TÂCHE DONNÉE A - Dans le texte donné, de quelle date sont les actes évoqués avec le discours de l'empereur ?

TEXTE DONNÉ -
###
Au fait cependant, après le discours de l’empereur comme après les actes du 19 janvier, le problème politique posé au pays est toujours le même : quelle est la portée réelle des mesures inaugurées ? Par quels moyens ces mesurés, exactement interprétées et sincèrement appliquées, établiront-elles l’action du pays sur le pouvoir exécutif ? Quel usage y a-t-il lieu de faire dans cette session des prérogatives du corps législatif pour l’étude, la direction ou la solution des questions pendantes ?
###
DONNÉES ENREGISTRÉES -
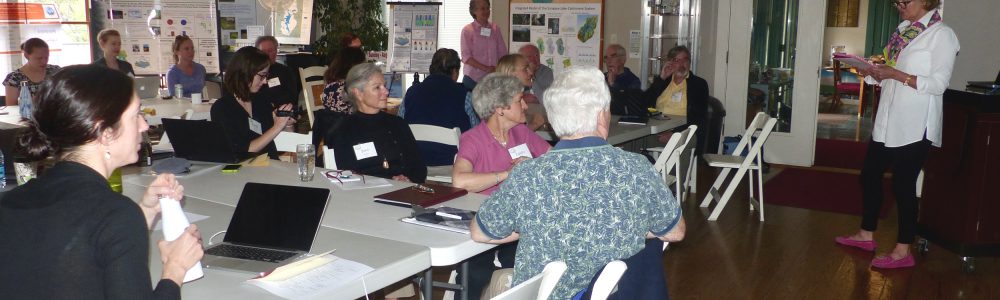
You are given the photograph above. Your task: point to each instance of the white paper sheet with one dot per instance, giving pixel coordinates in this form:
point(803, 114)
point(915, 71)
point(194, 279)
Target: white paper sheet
point(323, 279)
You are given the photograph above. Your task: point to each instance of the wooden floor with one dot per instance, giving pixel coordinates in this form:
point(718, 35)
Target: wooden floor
point(792, 256)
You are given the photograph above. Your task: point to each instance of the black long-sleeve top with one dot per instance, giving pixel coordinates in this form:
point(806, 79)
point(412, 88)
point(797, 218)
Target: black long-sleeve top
point(67, 235)
point(236, 122)
point(394, 144)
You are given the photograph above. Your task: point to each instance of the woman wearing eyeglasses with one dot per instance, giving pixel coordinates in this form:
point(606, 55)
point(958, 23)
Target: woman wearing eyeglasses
point(371, 141)
point(250, 125)
point(919, 56)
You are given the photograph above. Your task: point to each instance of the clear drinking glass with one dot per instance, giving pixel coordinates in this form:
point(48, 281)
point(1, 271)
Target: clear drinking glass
point(305, 156)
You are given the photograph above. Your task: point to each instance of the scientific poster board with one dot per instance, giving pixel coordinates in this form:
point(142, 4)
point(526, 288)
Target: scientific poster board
point(413, 36)
point(147, 34)
point(566, 32)
point(21, 21)
point(292, 23)
point(234, 17)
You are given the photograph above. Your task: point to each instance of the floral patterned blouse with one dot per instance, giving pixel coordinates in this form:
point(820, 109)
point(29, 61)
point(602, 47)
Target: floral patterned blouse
point(335, 98)
point(14, 79)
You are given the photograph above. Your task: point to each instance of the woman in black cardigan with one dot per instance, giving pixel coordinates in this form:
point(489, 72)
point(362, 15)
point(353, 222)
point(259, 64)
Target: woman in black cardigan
point(66, 234)
point(370, 141)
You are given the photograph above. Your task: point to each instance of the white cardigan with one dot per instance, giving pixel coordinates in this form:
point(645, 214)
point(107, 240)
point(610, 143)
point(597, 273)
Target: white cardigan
point(904, 113)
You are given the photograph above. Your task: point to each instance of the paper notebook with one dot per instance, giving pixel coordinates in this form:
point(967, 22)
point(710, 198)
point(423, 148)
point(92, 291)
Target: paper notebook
point(413, 195)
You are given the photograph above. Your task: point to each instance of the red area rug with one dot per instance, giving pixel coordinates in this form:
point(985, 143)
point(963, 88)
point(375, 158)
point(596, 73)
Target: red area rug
point(820, 190)
point(840, 154)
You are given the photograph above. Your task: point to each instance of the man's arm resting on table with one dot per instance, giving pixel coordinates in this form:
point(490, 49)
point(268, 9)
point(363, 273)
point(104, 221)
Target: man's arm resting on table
point(675, 234)
point(478, 235)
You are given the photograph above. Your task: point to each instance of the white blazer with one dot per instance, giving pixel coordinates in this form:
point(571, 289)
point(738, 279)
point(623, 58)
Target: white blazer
point(904, 113)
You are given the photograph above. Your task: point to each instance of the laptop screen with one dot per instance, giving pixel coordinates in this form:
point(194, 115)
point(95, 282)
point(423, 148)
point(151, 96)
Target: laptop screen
point(277, 216)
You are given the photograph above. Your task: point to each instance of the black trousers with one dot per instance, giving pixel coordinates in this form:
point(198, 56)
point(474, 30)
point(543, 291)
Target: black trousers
point(481, 267)
point(906, 162)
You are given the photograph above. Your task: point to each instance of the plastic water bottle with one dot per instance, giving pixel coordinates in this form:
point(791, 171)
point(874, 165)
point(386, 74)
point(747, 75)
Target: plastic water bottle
point(3, 172)
point(24, 100)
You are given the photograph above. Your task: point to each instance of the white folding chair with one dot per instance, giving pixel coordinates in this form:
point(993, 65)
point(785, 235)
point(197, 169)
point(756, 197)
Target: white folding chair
point(742, 164)
point(668, 162)
point(437, 134)
point(538, 287)
point(287, 141)
point(608, 280)
point(311, 99)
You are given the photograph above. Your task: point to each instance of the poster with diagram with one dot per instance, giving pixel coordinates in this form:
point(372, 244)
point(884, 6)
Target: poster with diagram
point(567, 33)
point(148, 33)
point(414, 36)
point(292, 21)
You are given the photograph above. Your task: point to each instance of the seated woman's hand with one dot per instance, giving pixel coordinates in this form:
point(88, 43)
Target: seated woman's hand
point(181, 254)
point(280, 122)
point(165, 185)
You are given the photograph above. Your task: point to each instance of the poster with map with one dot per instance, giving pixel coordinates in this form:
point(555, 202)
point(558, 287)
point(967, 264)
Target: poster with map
point(148, 32)
point(414, 35)
point(293, 23)
point(567, 33)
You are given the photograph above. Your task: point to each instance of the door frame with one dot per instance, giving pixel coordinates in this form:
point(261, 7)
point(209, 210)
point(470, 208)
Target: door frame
point(732, 76)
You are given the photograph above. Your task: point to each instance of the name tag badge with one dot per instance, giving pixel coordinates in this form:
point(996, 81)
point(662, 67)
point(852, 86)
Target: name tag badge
point(676, 98)
point(254, 126)
point(365, 150)
point(519, 151)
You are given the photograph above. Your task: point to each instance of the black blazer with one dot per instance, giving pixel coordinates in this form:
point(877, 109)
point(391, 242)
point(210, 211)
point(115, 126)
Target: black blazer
point(697, 107)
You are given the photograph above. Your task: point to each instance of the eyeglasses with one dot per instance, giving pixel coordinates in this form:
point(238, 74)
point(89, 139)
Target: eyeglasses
point(342, 174)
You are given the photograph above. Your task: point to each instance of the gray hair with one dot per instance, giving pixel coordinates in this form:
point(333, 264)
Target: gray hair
point(357, 78)
point(495, 91)
point(575, 100)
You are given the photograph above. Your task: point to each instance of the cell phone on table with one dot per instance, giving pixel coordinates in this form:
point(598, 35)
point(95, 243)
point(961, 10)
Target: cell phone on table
point(233, 168)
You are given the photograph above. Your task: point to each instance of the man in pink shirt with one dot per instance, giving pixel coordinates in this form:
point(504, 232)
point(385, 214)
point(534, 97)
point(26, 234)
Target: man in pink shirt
point(482, 44)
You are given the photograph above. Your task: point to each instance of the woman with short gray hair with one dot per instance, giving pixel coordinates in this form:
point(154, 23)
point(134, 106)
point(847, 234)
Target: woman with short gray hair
point(585, 202)
point(488, 152)
point(371, 141)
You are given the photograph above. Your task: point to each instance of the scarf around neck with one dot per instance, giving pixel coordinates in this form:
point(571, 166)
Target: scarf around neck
point(902, 37)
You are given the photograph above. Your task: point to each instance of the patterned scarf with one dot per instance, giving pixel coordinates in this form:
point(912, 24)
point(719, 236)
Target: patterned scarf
point(902, 37)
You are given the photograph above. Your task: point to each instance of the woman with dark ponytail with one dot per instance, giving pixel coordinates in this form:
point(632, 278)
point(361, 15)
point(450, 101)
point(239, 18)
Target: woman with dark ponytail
point(66, 234)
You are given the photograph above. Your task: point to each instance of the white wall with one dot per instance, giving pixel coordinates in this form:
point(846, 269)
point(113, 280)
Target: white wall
point(975, 22)
point(852, 37)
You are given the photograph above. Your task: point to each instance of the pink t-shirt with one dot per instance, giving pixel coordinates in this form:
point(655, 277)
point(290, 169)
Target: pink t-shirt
point(479, 147)
point(486, 50)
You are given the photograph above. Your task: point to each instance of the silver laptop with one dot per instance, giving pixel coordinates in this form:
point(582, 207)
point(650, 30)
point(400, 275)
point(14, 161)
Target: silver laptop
point(147, 87)
point(272, 226)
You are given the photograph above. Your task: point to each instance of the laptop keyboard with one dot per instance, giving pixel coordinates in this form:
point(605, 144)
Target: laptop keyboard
point(250, 253)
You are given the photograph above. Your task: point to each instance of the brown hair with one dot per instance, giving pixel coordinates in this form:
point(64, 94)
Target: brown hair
point(265, 38)
point(242, 68)
point(178, 42)
point(931, 4)
point(72, 109)
point(31, 44)
point(508, 63)
point(104, 35)
point(346, 59)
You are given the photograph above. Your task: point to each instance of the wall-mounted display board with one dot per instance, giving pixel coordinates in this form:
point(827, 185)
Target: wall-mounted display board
point(566, 32)
point(148, 29)
point(413, 36)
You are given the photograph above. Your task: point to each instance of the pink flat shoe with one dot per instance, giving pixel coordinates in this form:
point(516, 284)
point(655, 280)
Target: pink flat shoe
###
TÂCHE DONNÉE B - Renommez « pink flat shoe » en « pink sneaker » dans les entrées, depuis la ligne qui contient « of the wall-mounted » jusqu'à la fin des entrées, en reproduisant ces lignes sans autre modification.

SOLUTION DE L'EXERCICE A - Du 19 janvier.

SOLUTION DE L'EXERCICE B -
You are given the photograph above. Your task: point to each instance of the wall-mounted display board with one dot per instance, giving pixel coordinates in this form:
point(827, 185)
Target: wall-mounted display board
point(566, 32)
point(148, 29)
point(413, 36)
You are given the photograph above. Your task: point to each instance of the pink sneaker with one dot per instance, giving pixel coordinates in this form:
point(516, 284)
point(655, 280)
Target: pink sneaker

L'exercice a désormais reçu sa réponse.